**WORK INSTRUCTIONS:** Quote the passage on Donabedian's model of quality, starting with "A qualitative study" and going on through "to quality itself[4].".

Donabedian's model to analyse quality includes three factors: structure, process, and outcome[21,22]. Structure refers to prerequisites, such as hospital buildings, staff and equipment. Process describes how structure is put into practice, such as specific therapies. Outcome refers to results of processes, for instance, results of therapy.
A qualitative study of department managers and quality co-ordinators, conducted by two of the authors, was the first study, to our knowledge, that applied Donabedian's model to the context of quality systems, rather than to quality itself[4].
In this context, structure refers to available resources, such as time and money for working with quality improvement. It also refers to administration of quality systems, such as documentation of routines and staff support. Process describes quality improvement culture and co-operation within and between professions. Outcome refers to evaluation of goal achievement and development of competence related to quality improvement.
A study of the relationships between structure, process, and outcome could provide information that would benefit clinicians and other professionals, as well as department managers and health policy makers, when developing and working with quality improvement. To reveal such relationships, several aspects and systems would have to be analysed. However, most studies focus on few aspects or few systems[4]. Thus, studies with a broader approach are needed.

**EXTRACTED RECORDS:**
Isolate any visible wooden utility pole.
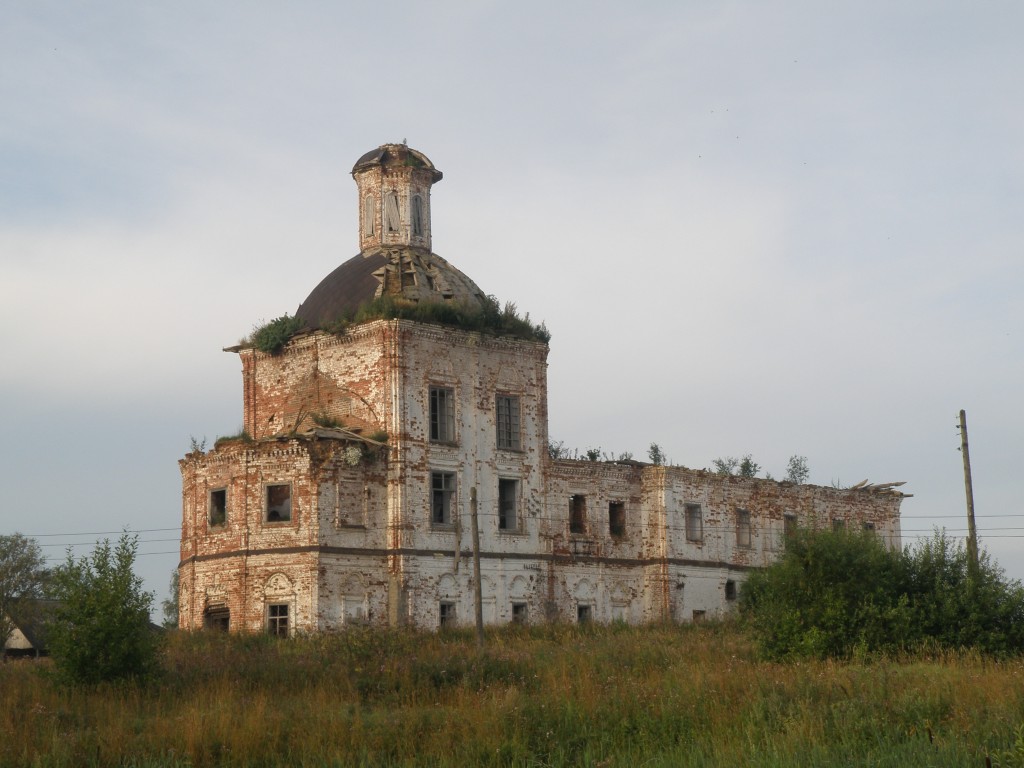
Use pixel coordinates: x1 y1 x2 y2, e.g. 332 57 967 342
961 410 979 581
469 485 483 648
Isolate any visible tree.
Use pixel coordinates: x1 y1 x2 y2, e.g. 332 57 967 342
713 454 761 477
740 528 909 658
160 568 180 630
712 456 739 475
0 534 47 655
50 534 157 683
784 455 811 485
739 454 761 477
647 442 665 467
741 529 1024 658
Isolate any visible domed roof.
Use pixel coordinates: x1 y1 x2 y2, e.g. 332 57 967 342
352 144 444 182
295 248 484 329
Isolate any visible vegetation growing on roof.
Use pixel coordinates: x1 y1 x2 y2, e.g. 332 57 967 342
248 312 306 354
213 429 253 449
310 413 345 429
325 296 551 344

**TASK OUTPUT:**
A qualitative study of department managers and quality co-ordinators, conducted by two of the authors, was the first study, to our knowledge, that applied Donabedian's model to the context of quality systems, rather than to quality itself[4].